Dash-cams are already growing in popularity but only recently has there been any progress in enabling insurers to have access to this data to support claims. So, if you have a dash-cam don’t always expect this to be reflected in your insurance policy.

ADAS (Advanced Driver Assistance Systems) is proven to reduce accidents but as the technology tends to be in high end, newer vehicles – claims costs are higher for repair so, again, insurers have been reluctant to reward drivers with this tech through premium discounts.

So, why not bring all this technology into one retro-fitted device?

Wi-Fi, vehicle tracking, driver behaviour monitoring, risk mapping, a high-definition camera, ADAS capabilities with sensors looking forward to the road, and intelligent voice. One device with all of this tech mounted on the dashboard of any car – not just the latest models. This has the potential to revolutionise the FNOL process and completely change the game for telematics insurance.

Current telematics devices report data straight to the insurer, but the new solutions using artificial intelligence would provide immediate feedback to the customer to help avert accidents before they happen. Unlike the same tech being installed in semi-autonomous cars, the retro-fitted solution will report the data direct to the driver rather than to the vehicle computer. Intelligent Voice can also be used to support the ADAS, reinforce good behaviour and warn drivers in hazardous situations.

# [Given exercise A]
Repeat the passage on in-car technology for insurance between "So, why not" and "for telematics insurance.", inclusive, and swap "dashboard" for "windshield".
# [Given exercise B]
Pick up the passage on in-car technology for insurance after its final sentence and keep writing.
The data that follows is separate from the passage on in-car technology for insurance.

# [Data extract]
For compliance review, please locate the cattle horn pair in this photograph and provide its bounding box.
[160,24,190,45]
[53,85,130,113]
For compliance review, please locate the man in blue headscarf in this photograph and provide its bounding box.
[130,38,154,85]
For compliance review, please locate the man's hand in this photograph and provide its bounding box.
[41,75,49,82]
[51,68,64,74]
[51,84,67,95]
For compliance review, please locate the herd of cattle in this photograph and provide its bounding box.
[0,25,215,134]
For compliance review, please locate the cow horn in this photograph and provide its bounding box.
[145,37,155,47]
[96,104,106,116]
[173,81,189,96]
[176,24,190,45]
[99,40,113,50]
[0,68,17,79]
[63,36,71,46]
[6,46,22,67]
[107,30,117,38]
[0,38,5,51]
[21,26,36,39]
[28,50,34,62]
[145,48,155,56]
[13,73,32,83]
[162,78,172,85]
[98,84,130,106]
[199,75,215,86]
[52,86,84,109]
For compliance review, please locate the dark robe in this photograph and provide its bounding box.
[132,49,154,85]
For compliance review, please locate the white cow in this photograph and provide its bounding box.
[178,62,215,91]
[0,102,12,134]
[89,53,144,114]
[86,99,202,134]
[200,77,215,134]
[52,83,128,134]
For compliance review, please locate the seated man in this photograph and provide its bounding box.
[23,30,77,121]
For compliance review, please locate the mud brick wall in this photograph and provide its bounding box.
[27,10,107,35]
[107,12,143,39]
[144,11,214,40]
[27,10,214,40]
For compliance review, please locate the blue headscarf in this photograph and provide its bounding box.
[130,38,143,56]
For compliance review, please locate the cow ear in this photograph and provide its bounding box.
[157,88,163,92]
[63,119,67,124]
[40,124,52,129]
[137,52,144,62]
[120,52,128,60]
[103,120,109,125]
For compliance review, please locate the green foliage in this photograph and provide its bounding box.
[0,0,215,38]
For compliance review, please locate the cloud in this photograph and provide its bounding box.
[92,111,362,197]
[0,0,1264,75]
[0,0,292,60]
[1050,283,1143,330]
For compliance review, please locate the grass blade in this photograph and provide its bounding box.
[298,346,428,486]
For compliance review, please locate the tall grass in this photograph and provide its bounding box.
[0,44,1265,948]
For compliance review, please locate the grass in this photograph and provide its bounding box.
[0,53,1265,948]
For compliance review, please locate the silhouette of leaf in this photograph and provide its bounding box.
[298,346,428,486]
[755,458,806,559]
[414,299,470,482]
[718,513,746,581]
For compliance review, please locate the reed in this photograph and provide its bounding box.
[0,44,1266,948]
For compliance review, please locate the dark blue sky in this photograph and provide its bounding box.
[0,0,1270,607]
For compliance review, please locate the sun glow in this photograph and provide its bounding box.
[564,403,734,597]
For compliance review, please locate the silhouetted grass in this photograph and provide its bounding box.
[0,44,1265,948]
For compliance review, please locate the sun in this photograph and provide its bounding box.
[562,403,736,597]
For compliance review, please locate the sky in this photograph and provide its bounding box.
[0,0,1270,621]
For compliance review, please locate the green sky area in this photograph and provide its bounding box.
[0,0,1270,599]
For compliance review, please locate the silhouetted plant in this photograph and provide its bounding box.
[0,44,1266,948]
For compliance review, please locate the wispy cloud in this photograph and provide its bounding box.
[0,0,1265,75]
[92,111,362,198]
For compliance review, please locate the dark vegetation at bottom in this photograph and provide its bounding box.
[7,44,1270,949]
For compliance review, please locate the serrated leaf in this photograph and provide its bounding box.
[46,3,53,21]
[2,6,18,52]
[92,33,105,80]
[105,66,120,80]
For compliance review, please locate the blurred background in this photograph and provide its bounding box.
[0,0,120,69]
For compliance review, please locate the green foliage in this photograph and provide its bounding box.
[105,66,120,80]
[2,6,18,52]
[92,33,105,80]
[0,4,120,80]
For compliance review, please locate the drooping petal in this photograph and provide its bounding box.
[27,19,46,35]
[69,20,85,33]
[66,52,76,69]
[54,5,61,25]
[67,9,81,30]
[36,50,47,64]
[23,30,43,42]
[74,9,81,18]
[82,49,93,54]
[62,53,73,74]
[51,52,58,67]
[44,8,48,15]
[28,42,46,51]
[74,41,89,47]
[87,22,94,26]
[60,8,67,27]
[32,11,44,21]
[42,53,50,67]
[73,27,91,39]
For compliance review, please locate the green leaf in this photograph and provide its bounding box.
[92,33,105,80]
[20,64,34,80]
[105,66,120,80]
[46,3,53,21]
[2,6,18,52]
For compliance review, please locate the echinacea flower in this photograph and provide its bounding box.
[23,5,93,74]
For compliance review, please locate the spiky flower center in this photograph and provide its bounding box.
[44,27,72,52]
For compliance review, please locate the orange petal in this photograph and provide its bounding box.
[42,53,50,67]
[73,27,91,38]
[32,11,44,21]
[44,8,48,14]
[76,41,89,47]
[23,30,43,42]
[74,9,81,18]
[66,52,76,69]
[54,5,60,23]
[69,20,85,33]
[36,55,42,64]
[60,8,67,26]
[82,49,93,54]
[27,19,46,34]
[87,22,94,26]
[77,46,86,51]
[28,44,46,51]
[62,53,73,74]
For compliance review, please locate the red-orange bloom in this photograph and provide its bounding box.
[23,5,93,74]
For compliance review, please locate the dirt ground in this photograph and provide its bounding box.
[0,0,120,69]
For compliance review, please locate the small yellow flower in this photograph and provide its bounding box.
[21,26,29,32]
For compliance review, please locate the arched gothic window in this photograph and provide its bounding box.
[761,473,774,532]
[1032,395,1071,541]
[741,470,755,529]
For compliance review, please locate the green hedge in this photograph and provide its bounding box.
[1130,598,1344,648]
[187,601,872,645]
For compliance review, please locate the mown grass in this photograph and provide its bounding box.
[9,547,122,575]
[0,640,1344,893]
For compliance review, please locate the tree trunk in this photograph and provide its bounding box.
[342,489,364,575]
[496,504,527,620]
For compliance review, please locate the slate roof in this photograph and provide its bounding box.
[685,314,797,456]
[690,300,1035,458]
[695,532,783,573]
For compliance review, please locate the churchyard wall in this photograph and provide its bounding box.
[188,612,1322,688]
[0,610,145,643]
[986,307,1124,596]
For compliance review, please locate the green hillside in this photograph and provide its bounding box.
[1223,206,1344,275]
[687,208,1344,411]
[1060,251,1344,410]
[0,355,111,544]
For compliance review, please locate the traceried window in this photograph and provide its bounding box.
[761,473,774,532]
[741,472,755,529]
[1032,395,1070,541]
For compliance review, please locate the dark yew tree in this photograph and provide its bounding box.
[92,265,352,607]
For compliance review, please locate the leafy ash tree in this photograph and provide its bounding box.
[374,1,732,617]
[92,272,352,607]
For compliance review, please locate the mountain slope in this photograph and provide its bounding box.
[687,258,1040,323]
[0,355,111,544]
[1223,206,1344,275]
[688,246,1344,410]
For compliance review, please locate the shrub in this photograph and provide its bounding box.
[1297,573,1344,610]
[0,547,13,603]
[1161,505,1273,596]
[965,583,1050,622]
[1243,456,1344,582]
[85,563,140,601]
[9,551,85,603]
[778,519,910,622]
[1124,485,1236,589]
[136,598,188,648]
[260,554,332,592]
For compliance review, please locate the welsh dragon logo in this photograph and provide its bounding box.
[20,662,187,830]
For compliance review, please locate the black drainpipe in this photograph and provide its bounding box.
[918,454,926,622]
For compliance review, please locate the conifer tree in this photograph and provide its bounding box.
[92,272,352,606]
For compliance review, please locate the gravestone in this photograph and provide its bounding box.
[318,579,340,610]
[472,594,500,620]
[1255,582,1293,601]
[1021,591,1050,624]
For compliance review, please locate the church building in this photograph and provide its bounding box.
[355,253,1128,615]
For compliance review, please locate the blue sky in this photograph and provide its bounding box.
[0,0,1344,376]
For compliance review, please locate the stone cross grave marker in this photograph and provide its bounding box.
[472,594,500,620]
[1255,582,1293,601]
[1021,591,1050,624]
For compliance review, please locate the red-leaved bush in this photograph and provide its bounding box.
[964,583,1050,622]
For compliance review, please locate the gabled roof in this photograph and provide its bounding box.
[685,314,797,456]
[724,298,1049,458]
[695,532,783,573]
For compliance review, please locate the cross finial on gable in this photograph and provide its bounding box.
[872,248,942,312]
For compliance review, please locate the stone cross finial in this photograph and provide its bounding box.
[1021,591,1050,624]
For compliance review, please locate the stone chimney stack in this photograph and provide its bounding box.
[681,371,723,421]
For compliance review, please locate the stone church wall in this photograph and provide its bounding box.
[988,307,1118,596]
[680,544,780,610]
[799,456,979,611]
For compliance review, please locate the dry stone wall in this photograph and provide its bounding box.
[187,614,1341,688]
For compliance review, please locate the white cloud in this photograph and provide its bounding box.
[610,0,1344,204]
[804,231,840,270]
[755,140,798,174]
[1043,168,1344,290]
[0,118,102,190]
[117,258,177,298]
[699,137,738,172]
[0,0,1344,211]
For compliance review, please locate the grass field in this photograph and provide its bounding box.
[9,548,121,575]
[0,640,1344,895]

# [Exercise output A]
So, why not bring all this technology into one retro-fitted device?

Wi-Fi, vehicle tracking, driver behaviour monitoring, risk mapping, a high-definition camera, ADAS capabilities with sensors looking forward to the road, and intelligent voice. One device with all of this tech mounted on the windshield of any car – not just the latest models. This has the potential to revolutionise the FNOL process and completely change the game for telematics insurance.

# [Exercise output B]
Benefits across the board

Next generation telematics devices will provide video evidence of incidents leading to claims. It will therefore play a key role in helping the insurance industry tackle fraud, as well as improving the claims journey for both insurer and policyholder. The use of Intelligent Voice will also revolutionise the FNOL process, providing real customer support in their hour of need.

Plus of course, driver scoring will be enhanced through more accurate driver behaviour monitoring. This will enable drivers to reduce their own risk, improving safety on our roads.

The cost of technology is falling, and its capabilities are growing. Coupled with the potential savings the latest devices can provide to insurance providers, ADAS-based telematics devices clearly are the future for the telematics motor insurance market. With the ability to improve the claims journey, provide fairer premiums, create safer drivers and ultimately save lives on the roads, it’s a future that will soon be a reality. Consumers will see this as real added value and for once may see the purchase of insurance as a value for money proposition.